Find the line with "Task: find the red" in the entries below, then reproduce it and every line after it down to and including the line with "Query: red railing", exactly.
=== SUPPLIED RECORDS ===
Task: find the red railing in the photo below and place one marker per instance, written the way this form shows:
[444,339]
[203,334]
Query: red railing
===
=== SUPPLIED RECORDS ===
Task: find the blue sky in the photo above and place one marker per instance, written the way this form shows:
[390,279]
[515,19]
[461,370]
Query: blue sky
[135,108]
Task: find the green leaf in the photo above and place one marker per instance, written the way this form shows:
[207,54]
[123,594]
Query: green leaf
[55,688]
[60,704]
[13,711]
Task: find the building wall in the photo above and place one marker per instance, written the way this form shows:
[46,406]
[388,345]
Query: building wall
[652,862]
===
* RESULT BELOW:
Task: find the red railing in the photo below and place one marker per instance, written the way this form shows:
[444,339]
[203,334]
Query: red railing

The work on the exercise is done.